The mother-daughter team at the Riviera Bakehouse in Westchester, New York, and authors of The Whimsical Bakehouse and Christmas Cookies from the Whimsical Bakehouse now present an abundance of fabulous new recipes for little decorated cakes, cheesecakes, cupcakes, and more–all in fresh flavor combinations, like caramel cake with dulce de leche buttercream or spicy chocolate cake with cinnamon-chocolate whipped cream. This comprehensive introduction to baking in miniature also provides tips on glazing, icing, and making chocolate decorations and offers details on the equipment you need to get started (including a cake pan chart, so that you can use those mini rose pans, heart pans, and other fun shapes to bake unique creations).

The authors are famous for their over-the-top decorations, and they’ll take you step-by-step through the process of creating cakes piped and appliqued with bumblebees (white chocolate wings and nonpareil stripes make them irresistible!), blooming roses (or, if you prefer, delicate hydrangeas with lifelike shaded petals), wild meringues (dressed with tiger stripes, zebra stripes, or leopard spots), and spiky dragons (right down to the serpentine tail). The recipes in Little Cakes from the Whimsical Bakehouse are categorized into three levels: one star for easy, two for intermediate, and three for challenging. So whether you want to start with a charming, super-easy star-shaped mini strawberry shortcake or strive for A Day at the Beach pail-shaped cake, complete with cookie-crumb sand, chocolate shovel, and edible seashells, you’ll find a cool confection that fits your skills. If you’re not ready for complicated decorating, this book also provides easy presentation ideas to make simple cakes look grander, ensuring the perfect finish to any occasion.

______________________________

▶ [The request] Retype the cookbook description above, everything from "The mother-daughter team" down to "bake unique creations).".

▶ [Data lines]

______________________________

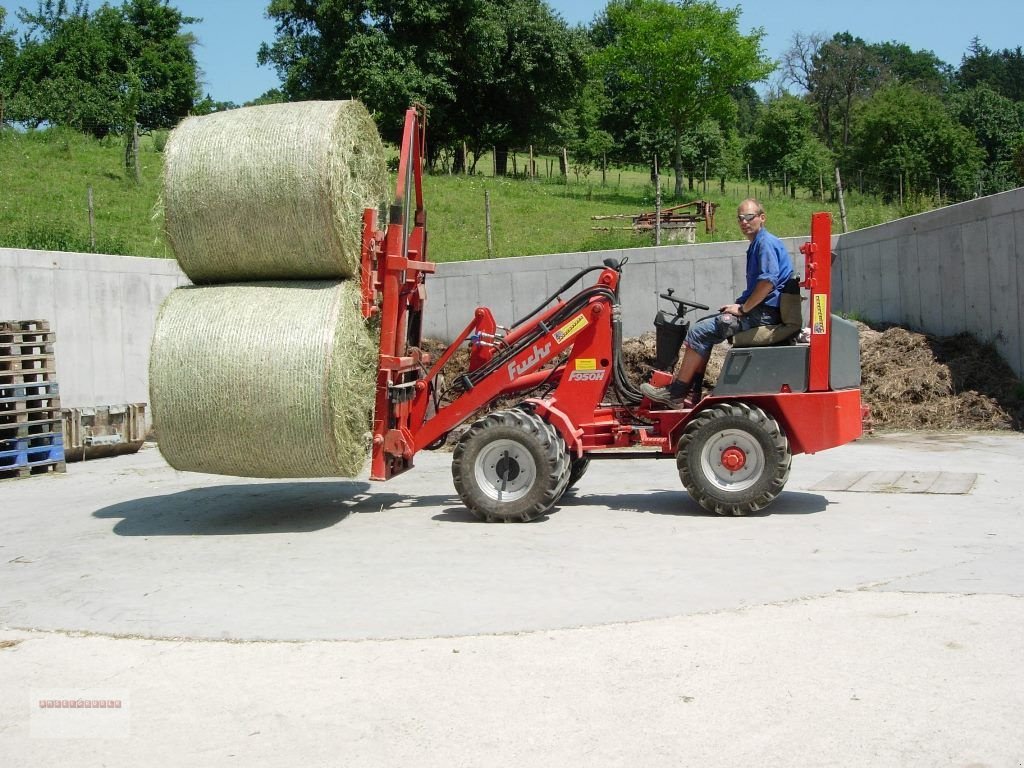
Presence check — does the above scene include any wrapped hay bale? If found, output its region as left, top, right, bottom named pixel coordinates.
left=150, top=281, right=377, bottom=477
left=163, top=101, right=387, bottom=284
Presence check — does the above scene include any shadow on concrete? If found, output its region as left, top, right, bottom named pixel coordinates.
left=93, top=481, right=452, bottom=536
left=432, top=488, right=828, bottom=522
left=430, top=507, right=558, bottom=525
left=556, top=487, right=828, bottom=517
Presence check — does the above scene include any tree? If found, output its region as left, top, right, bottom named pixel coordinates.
left=950, top=85, right=1024, bottom=194
left=808, top=32, right=882, bottom=148
left=851, top=85, right=984, bottom=199
left=748, top=94, right=834, bottom=194
left=868, top=41, right=954, bottom=95
left=958, top=37, right=1024, bottom=101
left=5, top=0, right=198, bottom=137
left=594, top=0, right=773, bottom=197
left=0, top=6, right=17, bottom=123
left=115, top=0, right=200, bottom=130
left=258, top=0, right=584, bottom=169
left=454, top=0, right=589, bottom=174
left=257, top=0, right=479, bottom=158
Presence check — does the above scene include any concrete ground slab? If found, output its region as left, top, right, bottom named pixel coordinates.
left=0, top=434, right=1024, bottom=766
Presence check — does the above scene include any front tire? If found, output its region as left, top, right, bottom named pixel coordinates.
left=676, top=402, right=793, bottom=516
left=452, top=409, right=569, bottom=522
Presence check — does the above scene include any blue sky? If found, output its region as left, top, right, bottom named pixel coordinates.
left=0, top=0, right=1024, bottom=103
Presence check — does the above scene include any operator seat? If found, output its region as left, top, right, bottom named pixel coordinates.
left=732, top=275, right=804, bottom=347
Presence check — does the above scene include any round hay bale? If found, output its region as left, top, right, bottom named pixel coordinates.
left=150, top=281, right=377, bottom=477
left=163, top=101, right=387, bottom=284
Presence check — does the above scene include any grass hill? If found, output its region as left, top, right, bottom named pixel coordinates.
left=0, top=129, right=913, bottom=261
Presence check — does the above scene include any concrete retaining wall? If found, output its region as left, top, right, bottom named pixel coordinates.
left=0, top=188, right=1024, bottom=417
left=0, top=248, right=188, bottom=416
left=836, top=187, right=1024, bottom=377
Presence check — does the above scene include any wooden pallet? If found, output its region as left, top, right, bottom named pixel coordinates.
left=0, top=321, right=50, bottom=334
left=0, top=333, right=54, bottom=357
left=0, top=460, right=68, bottom=480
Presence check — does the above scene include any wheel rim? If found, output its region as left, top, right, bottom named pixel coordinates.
left=473, top=439, right=537, bottom=502
left=700, top=429, right=765, bottom=490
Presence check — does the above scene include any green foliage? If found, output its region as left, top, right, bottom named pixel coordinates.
left=0, top=129, right=913, bottom=261
left=258, top=0, right=584, bottom=164
left=455, top=0, right=585, bottom=162
left=949, top=85, right=1024, bottom=194
left=153, top=130, right=171, bottom=152
left=592, top=0, right=773, bottom=196
left=853, top=85, right=983, bottom=199
left=2, top=0, right=198, bottom=137
left=748, top=94, right=835, bottom=195
left=958, top=37, right=1024, bottom=101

______________________________

▶ [Finished task]
The mother-daughter team at the Riviera Bakehouse in Westchester, New York, and authors of The Whimsical Bakehouse and Christmas Cookies from the Whimsical Bakehouse now present an abundance of fabulous new recipes for little decorated cakes, cheesecakes, cupcakes, and more–all in fresh flavor combinations, like caramel cake with dulce de leche buttercream or spicy chocolate cake with cinnamon-chocolate whipped cream. This comprehensive introduction to baking in miniature also provides tips on glazing, icing, and making chocolate decorations and offers details on the equipment you need to get started (including a cake pan chart, so that you can use those mini rose pans, heart pans, and other fun shapes to bake unique creations).